- **PROBLEM TO SOLVE**:
Repeat the lines beginning at the one with "Phrase -- man in black t-shirt" and running to the end of the material, keeping the first and last of them, exactly as they appear.

[Data extracted from a collection]
— BEGIN —

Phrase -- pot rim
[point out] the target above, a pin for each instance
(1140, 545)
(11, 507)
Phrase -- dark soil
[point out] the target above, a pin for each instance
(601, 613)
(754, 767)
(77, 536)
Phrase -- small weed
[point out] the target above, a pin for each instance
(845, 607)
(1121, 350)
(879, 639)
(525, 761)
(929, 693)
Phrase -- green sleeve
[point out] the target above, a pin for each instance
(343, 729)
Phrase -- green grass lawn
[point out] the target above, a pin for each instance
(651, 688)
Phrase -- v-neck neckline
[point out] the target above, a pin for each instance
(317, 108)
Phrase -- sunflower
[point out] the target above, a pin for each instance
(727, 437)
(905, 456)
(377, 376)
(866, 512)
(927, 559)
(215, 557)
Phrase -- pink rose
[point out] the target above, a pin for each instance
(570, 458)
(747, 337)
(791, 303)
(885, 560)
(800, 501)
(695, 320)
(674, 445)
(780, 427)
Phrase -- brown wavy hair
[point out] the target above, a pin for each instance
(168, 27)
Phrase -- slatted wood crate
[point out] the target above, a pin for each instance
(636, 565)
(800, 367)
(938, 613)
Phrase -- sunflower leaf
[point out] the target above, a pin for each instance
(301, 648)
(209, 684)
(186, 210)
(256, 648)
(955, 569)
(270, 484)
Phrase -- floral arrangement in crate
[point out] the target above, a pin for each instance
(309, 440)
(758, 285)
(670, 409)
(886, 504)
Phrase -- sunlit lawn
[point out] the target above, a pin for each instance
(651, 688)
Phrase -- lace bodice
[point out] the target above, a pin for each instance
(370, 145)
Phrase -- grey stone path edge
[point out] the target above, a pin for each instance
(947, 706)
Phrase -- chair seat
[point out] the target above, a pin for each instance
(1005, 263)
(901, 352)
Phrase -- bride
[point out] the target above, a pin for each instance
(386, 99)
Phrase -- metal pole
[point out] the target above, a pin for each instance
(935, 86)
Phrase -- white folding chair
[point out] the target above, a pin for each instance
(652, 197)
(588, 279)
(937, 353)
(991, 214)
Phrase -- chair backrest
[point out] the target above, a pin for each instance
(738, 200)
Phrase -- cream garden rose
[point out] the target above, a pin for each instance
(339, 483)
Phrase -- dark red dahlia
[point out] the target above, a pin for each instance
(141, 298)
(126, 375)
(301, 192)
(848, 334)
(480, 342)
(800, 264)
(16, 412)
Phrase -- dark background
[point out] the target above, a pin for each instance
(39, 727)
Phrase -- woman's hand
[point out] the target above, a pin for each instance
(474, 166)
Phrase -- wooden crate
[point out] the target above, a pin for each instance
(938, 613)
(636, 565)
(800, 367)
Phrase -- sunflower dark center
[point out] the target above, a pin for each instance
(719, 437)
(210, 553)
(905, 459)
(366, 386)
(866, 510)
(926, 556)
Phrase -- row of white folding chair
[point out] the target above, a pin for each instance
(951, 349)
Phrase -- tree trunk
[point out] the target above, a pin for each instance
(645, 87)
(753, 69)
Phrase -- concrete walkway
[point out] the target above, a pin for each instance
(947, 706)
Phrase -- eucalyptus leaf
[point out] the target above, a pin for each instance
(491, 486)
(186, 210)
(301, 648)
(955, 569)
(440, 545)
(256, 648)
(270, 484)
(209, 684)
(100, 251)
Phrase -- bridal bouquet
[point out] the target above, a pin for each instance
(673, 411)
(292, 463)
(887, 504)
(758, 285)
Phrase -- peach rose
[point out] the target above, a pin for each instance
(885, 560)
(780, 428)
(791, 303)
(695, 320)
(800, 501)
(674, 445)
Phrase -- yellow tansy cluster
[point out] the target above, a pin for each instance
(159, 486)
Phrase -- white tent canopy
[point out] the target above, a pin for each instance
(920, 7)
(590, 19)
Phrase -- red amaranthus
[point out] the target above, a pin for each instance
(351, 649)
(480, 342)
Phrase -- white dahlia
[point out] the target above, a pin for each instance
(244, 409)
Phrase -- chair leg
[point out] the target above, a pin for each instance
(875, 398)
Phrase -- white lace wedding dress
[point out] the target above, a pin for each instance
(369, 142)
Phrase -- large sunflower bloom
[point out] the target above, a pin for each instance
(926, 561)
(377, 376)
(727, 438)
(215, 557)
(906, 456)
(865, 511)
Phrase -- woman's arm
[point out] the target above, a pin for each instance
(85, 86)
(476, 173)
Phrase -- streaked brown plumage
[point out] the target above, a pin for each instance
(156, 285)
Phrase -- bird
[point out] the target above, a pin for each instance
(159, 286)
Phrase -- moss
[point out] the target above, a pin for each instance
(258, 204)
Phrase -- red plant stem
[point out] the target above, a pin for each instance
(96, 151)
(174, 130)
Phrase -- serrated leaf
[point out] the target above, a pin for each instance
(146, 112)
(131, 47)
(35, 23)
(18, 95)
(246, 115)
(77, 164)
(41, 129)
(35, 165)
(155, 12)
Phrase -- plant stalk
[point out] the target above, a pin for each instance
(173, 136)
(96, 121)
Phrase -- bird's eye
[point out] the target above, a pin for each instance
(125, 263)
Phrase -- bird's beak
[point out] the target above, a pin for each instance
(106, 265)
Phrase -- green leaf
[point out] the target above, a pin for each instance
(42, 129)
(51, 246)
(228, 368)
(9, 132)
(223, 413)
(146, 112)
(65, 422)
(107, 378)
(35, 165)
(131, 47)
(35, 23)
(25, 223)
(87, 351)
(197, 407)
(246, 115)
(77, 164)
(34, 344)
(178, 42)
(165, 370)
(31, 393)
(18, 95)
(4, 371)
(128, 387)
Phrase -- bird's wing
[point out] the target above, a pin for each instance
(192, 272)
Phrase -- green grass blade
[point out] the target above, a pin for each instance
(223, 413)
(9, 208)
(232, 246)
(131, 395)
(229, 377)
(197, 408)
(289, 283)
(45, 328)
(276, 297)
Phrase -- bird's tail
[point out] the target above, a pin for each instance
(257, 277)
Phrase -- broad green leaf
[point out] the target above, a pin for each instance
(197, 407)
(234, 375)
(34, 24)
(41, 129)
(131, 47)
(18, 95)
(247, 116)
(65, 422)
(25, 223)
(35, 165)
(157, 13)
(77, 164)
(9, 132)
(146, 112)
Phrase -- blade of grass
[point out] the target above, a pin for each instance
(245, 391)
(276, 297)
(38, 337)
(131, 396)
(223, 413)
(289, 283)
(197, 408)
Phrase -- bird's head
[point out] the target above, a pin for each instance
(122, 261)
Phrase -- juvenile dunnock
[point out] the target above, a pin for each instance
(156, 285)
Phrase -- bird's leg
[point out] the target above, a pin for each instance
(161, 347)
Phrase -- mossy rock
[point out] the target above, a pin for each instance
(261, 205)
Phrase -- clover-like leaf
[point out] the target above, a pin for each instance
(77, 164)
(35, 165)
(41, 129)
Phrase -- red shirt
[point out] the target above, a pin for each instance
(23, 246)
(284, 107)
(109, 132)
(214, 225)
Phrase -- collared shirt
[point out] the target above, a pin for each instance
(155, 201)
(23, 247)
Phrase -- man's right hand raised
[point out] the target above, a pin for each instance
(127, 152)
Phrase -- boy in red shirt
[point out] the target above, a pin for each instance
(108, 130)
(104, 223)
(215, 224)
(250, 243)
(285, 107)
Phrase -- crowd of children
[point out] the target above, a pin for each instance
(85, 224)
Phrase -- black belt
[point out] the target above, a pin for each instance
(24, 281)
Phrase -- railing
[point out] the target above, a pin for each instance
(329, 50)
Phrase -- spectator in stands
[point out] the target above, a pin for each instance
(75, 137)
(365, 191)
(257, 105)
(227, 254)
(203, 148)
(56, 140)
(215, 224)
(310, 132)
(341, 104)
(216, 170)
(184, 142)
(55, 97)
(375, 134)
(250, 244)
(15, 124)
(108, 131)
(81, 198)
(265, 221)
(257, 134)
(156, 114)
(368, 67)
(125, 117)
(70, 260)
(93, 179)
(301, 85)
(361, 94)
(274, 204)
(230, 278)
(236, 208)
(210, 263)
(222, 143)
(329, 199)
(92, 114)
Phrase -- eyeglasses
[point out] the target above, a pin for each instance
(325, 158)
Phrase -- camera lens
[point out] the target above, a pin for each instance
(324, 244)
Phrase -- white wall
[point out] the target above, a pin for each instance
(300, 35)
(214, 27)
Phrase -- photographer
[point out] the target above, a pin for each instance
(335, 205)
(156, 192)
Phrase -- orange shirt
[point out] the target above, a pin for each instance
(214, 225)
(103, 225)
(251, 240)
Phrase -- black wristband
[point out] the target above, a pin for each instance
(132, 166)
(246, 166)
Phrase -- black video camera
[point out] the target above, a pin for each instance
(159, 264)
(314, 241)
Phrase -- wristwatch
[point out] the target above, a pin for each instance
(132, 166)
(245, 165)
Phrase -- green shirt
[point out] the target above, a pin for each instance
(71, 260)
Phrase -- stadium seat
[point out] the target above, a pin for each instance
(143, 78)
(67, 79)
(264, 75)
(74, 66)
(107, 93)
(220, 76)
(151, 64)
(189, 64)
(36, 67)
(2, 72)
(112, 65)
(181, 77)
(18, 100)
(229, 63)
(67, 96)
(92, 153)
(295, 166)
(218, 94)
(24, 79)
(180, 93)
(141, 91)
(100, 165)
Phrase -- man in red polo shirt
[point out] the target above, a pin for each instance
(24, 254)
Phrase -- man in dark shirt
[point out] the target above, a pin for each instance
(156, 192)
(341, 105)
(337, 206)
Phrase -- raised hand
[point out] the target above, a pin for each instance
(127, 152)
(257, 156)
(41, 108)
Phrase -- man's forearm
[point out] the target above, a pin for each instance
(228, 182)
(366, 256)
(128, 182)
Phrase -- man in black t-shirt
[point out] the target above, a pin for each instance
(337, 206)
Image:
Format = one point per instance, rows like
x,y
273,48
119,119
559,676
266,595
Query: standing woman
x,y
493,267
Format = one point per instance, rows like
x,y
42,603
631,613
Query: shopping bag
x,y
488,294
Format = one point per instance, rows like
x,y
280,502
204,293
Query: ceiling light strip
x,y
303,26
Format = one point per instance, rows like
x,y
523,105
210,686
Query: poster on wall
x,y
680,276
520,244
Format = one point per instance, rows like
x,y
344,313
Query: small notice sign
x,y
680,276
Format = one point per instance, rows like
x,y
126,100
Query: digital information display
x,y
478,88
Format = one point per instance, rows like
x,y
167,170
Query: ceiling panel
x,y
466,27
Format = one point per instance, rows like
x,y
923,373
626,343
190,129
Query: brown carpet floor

— END —

- **RESULT**:
Phrase -- man in black t-shirt
[point out] the target above, a pin for each instance
(337, 206)
Image:
Format = one point per instance, rows like
x,y
273,48
119,119
559,676
266,595
Query: standing woman
x,y
493,267
Format = one point per instance, rows like
x,y
42,603
631,613
Query: shopping bag
x,y
488,294
Format = one point per instance, rows like
x,y
280,502
204,293
Query: ceiling light strip
x,y
303,26
Format = one point per instance, rows like
x,y
523,105
210,686
Query: poster on wall
x,y
680,276
520,244
Format = one point per instance, rows like
x,y
344,313
Query: small notice sign
x,y
680,276
Format = one point per instance, rows like
x,y
126,100
Query: digital information display
x,y
478,88
Format = one point per instance, rows like
x,y
167,170
Query: ceiling panel
x,y
466,27
Format = one point per instance, rows like
x,y
923,373
626,343
190,129
Query: brown carpet floor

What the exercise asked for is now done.